** Begin SELECTED EXTRACT **
But, throw me a bone here people, ya gots to admit, despite the naughty
words, those parodies were FUNNY!  Andy would laugh. He would. Ask Mitch
Friedman, or Simon. In fact, anything scatalogical is prime comedy for Andy
(must have a little bit of French in him).

Doesn't anybody remember LAHF-TAH?

Flame on - I'm Gone (is a line from the Beastie does not mean I
am leaving),


Date: Fri, 2 Mar 2001 08:35:54 -0600
From: "Wiencek, Dan" <>
Subject: Nonsuch nonsense
Message-ID: <>

> suffers a bit from weak lyrics and vocals.

Hah? I'll grant you that Andy's vocals are a bit pinched (he needs to relax
a bit or something), but this is simply one of the best lyrics Andy (and,
therefore, just about anyone else) has ever written. The couplet that opens
the first bridge ("Soar up high .../Break the code ...") darn near makes me
weep every time.

Humble Daisy just
> doesn't do
> much for me.

Beautiful song. Completely unorthodox--like Andy says in Song Stories, it
moves in suprising ways and each section is a departure from the one before.
Again, one of Andy's very best lyrics.

Same for That Wave.
** End SELECTED EXTRACT **
_TASK SET:_
a: Quote the Nonsuch discussion word for word, starting with "Flame on - I'm" and going on through "lyrics and vocals.".
b: In the Nonsuch discussion, which song does the reply call beautiful and completely unorthodox?
c: Proceed with the Nonsuch discussion from its final line, "Same for That Wave."
** Begin DATA EXCERPT **
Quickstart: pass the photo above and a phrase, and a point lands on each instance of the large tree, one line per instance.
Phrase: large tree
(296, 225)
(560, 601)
** End DATA EXCERPT **
_ANSWERS TO THE EXERCISE:_
a:
Flame on - I'm Gone (is a line from the Beastie does not mean I
am leaving),


Date: Fri, 2 Mar 2001 08:35:54 -0600
From: "Wiencek, Dan" <>
Subject: Nonsuch nonsense
Message-ID: <>

> suffers a bit from weak lyrics and vocals.

b: Humble Daisy

c:
Think of it as the Dukes with a big budget. I enjoy it in that sense. And
that guitar solo? Gregsy's finest moment (and, excepting the finale of Books
are Burning, his last hurrah on an XTC record).

Omnibus needs some sort of radically
> different arrangement.

But it *is* radically different! That song sounds like nothing else I've
ever heard. That there are people in the world still willing to make a song
sound so cheerful and demented is a cause for celebration. Omnibus is a
great song, and I can't think of a better arrangement for it.

Bungalow comes off as just a silly
> throwaway.

Bungalow took some time to get used to, I will admit. Now I really enjoy the
humor of it; I think most of the negative responses are from those (esp. us
Americans) who don't realize it's supposed to be funny, or why it's funny.

> The Big Express is a great album, whatever anyone says. ;)
> By the way, does anyone else hear "farting" whenever Andy
> sings "far too
> many" in Reign of Blows?

Yes, and yes. :)

Dan W


Date: Fri, 2 Mar 2001 11:21:00 -0500
From: "Michael D. Myers" <>
Subject: miscellaneous
Message-ID: <>

Chalksters and Chalkettes;

Just a few quick thoughts:

-  'Honest' Dave wrote:
> I read quite a few of the interviews with Andy on the Chalkhills website
> (is he a splendid interviewee or what!!)  and he seemed to rate tracks off
> Nonsuch highly.  It was with some expectation that I listened properly to
> the album this weekend.  Have to say 'The Disappointed' was an apt title.
> He doesn't write trash - but these songs don't have any oomph to me.  Or
> real emotional weight.  The artist is so often not the best judge of their
> own material.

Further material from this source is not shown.